_Extract:_
--------------------

Cleopatra Page 6
Spoiled and indulged, the boy was obsessed with a married woman, Lucretia, who was given a straight choice – submit to Sextus’ lust or be branded a whore for having sex with a slave. Lucretia chose to live but then, racked with guilt, committed suicide (that fine, Roman end). Led by a hardliner, Lucius Junius Brutus, the city’s population forced Tarquin and his son out and set up a Republic that was tottering to its own fall at the time of Cleopatra.
The government of the Republic was complicated. It was designed to prevent a return to the despotism of Tarquin but at the same time was nothing like a modern democracy nor even the original Athenian form of that style of government. Service to Rome was essential – Res Publica meant public matters and everyone, high and low, was expected to bear responsibility. The only problem was that, anxious to avoid tyranny, various officials only held office for a year and could not stand again for a decade. Such novices were expected to control the mob (always a problem), provide bread and circuses (to keep the mob happy), feed, clothe and water the city and fight whichever enemy took the field against Rome.
The role of the Praetor (there were sixteen of them by Cleopatra’s time) was to administer justice as a magistrate. The Praetor Urbanus had jurisdiction in the city limits; the Praetor Peregrinus kept watch on the endless stream of foreigners trickling to the magnet that was Rome. It was expecting a lot of a man that he could cope with the finer points of the Twelve Tablets of Roman Laws as well as taking the field against enemies as dangerous as, say, Hannibal the Carthaginian (see Chapter 7). Those who did well went on to become consuls; those who did not often became governors of provinces as the ‘empire’ spread before it even had an emperor.
The Aedile was responsible for supervising the various markets throughout the city, as well as maintaining the temples, aqueducts and baths. The markets, of course, were the city’s lifeblood and it was here that the grain of Egypt was sold long before the two peoples recognized each other politically. Aqueducts carried water supplies from the Tiber and its tributaries and were astonishing works of engineering, a lasting complement to Roman know-how.
As far as the temples were concerned, the religion of Rome was complicated and became more so as the ‘empire’ grew. The pantheon of gods was passed on from that of the Greeks; only the names had changed to Romanize them – Zeus became Jupiter, Artemis was Diana, Ares turned into Mars, and so on. Cults came and went depending on the trend of the time – the Greek god Dionysus, worshipped by the Ptolemies, never really took off; Dionysus became Bacchus, a lascivious, useless drunk whose orgies were actively discriminated against in Cleopatra’s time. Above all, however, the Aedile organized games that ran for days and commemorated the feast of one god or another. The gladiatorial contests that were a regular part of these ceremonies were immensely popular wherever the eagles flew.

--------------------

_Exercise instructions:_
1. Please copy the passage on the Roman Republic from "The government of" up to and including "field against Rome.", substituting "crowd" for "mob".
2. According to the passage on the Roman Republic, how many Praetors were there by Cleopatra's time?
The records that come after this have no connection to the passage on the Roman Republic.

--------------------

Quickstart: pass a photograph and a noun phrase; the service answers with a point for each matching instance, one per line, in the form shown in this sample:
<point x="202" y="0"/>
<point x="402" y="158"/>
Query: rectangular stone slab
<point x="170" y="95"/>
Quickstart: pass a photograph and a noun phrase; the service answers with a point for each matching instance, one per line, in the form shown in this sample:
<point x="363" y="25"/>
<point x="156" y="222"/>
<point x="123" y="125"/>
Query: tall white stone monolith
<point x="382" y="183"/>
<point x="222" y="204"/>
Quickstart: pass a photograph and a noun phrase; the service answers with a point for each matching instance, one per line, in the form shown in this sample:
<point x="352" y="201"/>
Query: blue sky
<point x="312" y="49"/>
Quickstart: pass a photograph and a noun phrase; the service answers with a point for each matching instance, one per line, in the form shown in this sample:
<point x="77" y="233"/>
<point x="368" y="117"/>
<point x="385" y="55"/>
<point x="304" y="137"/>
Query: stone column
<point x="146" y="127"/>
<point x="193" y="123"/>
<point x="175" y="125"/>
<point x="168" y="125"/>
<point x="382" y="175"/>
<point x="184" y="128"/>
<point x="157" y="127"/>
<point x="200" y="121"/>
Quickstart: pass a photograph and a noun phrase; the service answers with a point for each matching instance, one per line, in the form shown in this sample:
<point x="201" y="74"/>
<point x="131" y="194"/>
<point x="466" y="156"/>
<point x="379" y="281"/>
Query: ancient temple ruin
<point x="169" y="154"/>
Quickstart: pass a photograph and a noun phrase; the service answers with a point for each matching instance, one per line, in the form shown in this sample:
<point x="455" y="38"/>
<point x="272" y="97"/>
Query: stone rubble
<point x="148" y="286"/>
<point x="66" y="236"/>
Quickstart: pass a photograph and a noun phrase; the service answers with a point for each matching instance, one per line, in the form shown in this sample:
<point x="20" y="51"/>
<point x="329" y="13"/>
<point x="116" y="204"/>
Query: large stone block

--------------------

_Answers below:_
1.
The government of the Republic was complicated. It was designed to prevent a return to the despotism of Tarquin but at the same time was nothing like a modern democracy nor even the original Athenian form of that style of government. Service to Rome was essential – Res Publica meant public matters and everyone, high and low, was expected to bear responsibility. The only problem was that, anxious to avoid tyranny, various officials only held office for a year and could not stand again for a decade. Such novices were expected to control the crowd (always a problem), provide bread and circuses (to keep the crowd happy), feed, clothe and water the city and fight whichever enemy took the field against Rome.

2. Sixteen.